• Extracted data:
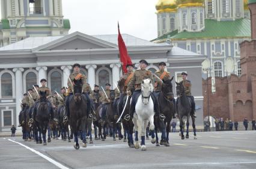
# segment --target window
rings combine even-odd
[[[192,16],[192,24],[197,24],[197,13],[194,12],[191,14]]]
[[[170,19],[170,29],[175,29],[175,20],[174,17],[171,17]]]
[[[13,82],[11,75],[5,73],[1,77],[2,97],[8,98],[13,96]]]
[[[221,62],[214,64],[214,74],[215,77],[222,77],[222,64]]]
[[[28,73],[26,76],[26,91],[32,88],[35,84],[37,84],[37,75],[34,72]]]
[[[240,13],[241,10],[241,1],[236,0],[236,13]]]
[[[166,20],[165,18],[163,18],[163,30],[165,30],[166,29]]]
[[[58,71],[53,71],[50,74],[50,89],[52,89],[52,93],[53,93],[55,90],[59,93],[61,86],[61,74]]]
[[[203,25],[203,13],[200,13],[200,24]]]
[[[241,65],[240,64],[240,61],[237,62],[237,76],[240,76],[242,74]]]
[[[102,70],[99,73],[99,86],[105,86],[106,83],[111,83],[109,80],[109,74],[105,70]],[[100,89],[101,89],[100,87]]]
[[[223,13],[230,13],[230,1],[222,0],[222,12]]]
[[[4,111],[4,126],[11,126],[11,111]]]
[[[207,2],[208,14],[214,14],[214,2],[212,0],[209,0]]]
[[[182,23],[183,26],[187,25],[187,14],[186,13],[183,13],[183,14],[182,15],[182,22],[183,22]]]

• Work instructions: Print all of the data above line for line, without changing a character, and leave out the picture.

• Complete output:
# segment --target window
rings combine even-odd
[[[192,16],[192,24],[197,24],[197,13],[194,12],[191,14]]]
[[[170,19],[170,29],[175,29],[175,20],[174,17],[171,17]]]
[[[13,82],[11,75],[5,73],[1,77],[2,97],[8,98],[13,96]]]
[[[221,62],[214,64],[214,74],[215,77],[222,77],[222,64]]]
[[[28,73],[26,76],[26,91],[32,88],[35,84],[37,84],[37,75],[34,72]]]
[[[240,13],[241,10],[241,1],[236,0],[236,13]]]
[[[166,20],[165,18],[163,18],[163,30],[165,30],[166,29]]]
[[[58,71],[53,71],[50,74],[50,89],[52,89],[52,93],[53,93],[55,90],[59,93],[61,86],[61,74]]]
[[[203,25],[203,13],[200,13],[200,24]]]
[[[241,65],[240,64],[240,61],[237,62],[237,76],[240,76],[242,74]]]
[[[102,70],[99,73],[99,86],[105,86],[106,83],[111,83],[109,80],[109,74],[105,70]],[[100,89],[101,89],[100,87]]]
[[[223,13],[230,13],[230,1],[222,0],[222,12]]]
[[[4,111],[4,126],[11,126],[11,111]]]
[[[207,2],[208,14],[214,14],[214,2],[212,0],[209,0]]]
[[[182,23],[183,26],[187,25],[187,14],[186,13],[183,13],[183,14],[182,15],[182,22],[183,22]]]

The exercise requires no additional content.